• [Instruksi Tugas 1] Tuliskan persis bagian teks tentang pembom yang dimulai dengan kata-kata berisi "Sementara itu B-52" dan berakhir pada "aka nada 140.".
• [Instruksi Tugas 2] Terjemahkan kalimat dari teks tentang pembom ini ke dalam bahasa Inggris: "Mereka memberikan pencegahan yang fleksibel dengan kemampuan nuklir mereka yang memaksa musuh berpikir dua kali sebelum memulai serangan."
#### Teks Bacaan ####
Sementara itu B-52 yang terhormat membutuhkan mesin baru dan peningkatan lainnya agar efektif. Pensiunan Jenderal Angkatan Udara Amerika Serikat Jenderal John Michael Loh mengatakan mengatakan jumlah pembom berada pada titik terendah yang pernah ada, tetapi permintaan akan pembom meningkat setiap tahun, khususnya di wilayah Indo-Pasifik yang luas dan paling tertekan.
“Pembom adalah sistem senjata yang disukai di sana karena kemampuan terbang mereka yang jauh dan kapasitas muatan yang besar,” kata Loh yang merupakan mantan Wakil Kepala staf Angkatan Udara Amerika dan telah menjabat sebagai komandan Komando Tempur Udara dalam tulisannya di Defense News 13 Maret 2020.
1989 dan sesaat sebelum Perang Teluk pada tahun 1990, Amerika memiliki lebih dari 400 pembom. Setelah pemotongan terbaru yang diusulkan maka hanya aka nada 140.
Dalam dokumen “Angkatan Udara yang Kami Butuhkan,” para pemimpin Angkatan Udara menegaskan pada musim gugur lalu bahwa mereka membutuhkan lima skuadron pembom tambahan dengan sekitar 65 pembom baru.
Baru pada Februari 2020 lalu, kepala staf Angkatan Udara bersaksi di depan Kongres bahwa mereka membutuhkan 200 unit bomber di mana 145 diantaranya adalah B-21. Angka-angka ini telah divalidasi oleh lembaga think tank seperti MITRE Corp, Center for Strategic and Budgetary Assessments, Rand, dan Mitchell Institute.
Loh menegaskan dalam gambaran ancaman global saat ini, pembom menjadi koin kerajaan. Pembom memiliki peran strategis ganda. Mereka memberikan pencegahan yang fleksibel dengan kemampuan nuklir mereka yang memaksa musuh berpikir dua kali sebelum memulai serangan. Bomber juga menanggung beban operasi konvensional.
“Dalam perang kami di Timur Tengah, B-1, B-2, dan B-52 semuanya memainkan peran sentral dalam menyerang target tetap dan dalam dukungan jarak dekat untuk pasukan darat. Jangkauan jauh dan kemampuan terbang lama dikombinasikan dengan banyak senjata, menjadikan mereka senjata pilihan bagi komandan pejuang di wilayah Timur Tengah dan Pasifik,” katanya.
#### Informasi yang Disediakan ####
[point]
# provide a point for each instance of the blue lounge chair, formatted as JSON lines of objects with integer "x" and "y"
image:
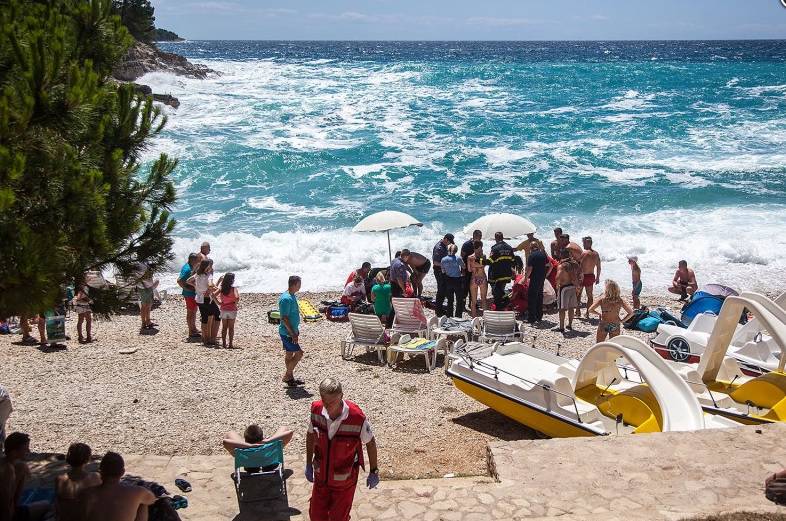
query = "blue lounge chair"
{"x": 259, "y": 476}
####
• [Jawaban Lengkap 1]
Sementara itu B-52 yang terhormat membutuhkan mesin baru dan peningkatan lainnya agar efektif. Pensiunan Jenderal Angkatan Udara Amerika Serikat Jenderal John Michael Loh mengatakan mengatakan jumlah pembom berada pada titik terendah yang pernah ada, tetapi permintaan akan pembom meningkat setiap tahun, khususnya di wilayah Indo-Pasifik yang luas dan paling tertekan.
“Pembom adalah sistem senjata yang disukai di sana karena kemampuan terbang mereka yang jauh dan kapasitas muatan yang besar,” kata Loh yang merupakan mantan Wakil Kepala staf Angkatan Udara Amerika dan telah menjabat sebagai komandan Komando Tempur Udara dalam tulisannya di Defense News 13 Maret 2020.
1989 dan sesaat sebelum Perang Teluk pada tahun 1990, Amerika memiliki lebih dari 400 pembom. Setelah pemotongan terbaru yang diusulkan maka hanya aka nada 140.

• [Jawaban Lengkap 2] They provide flexible deterrence with their nuclear capability, which forces adversaries to think twice before launching an attack.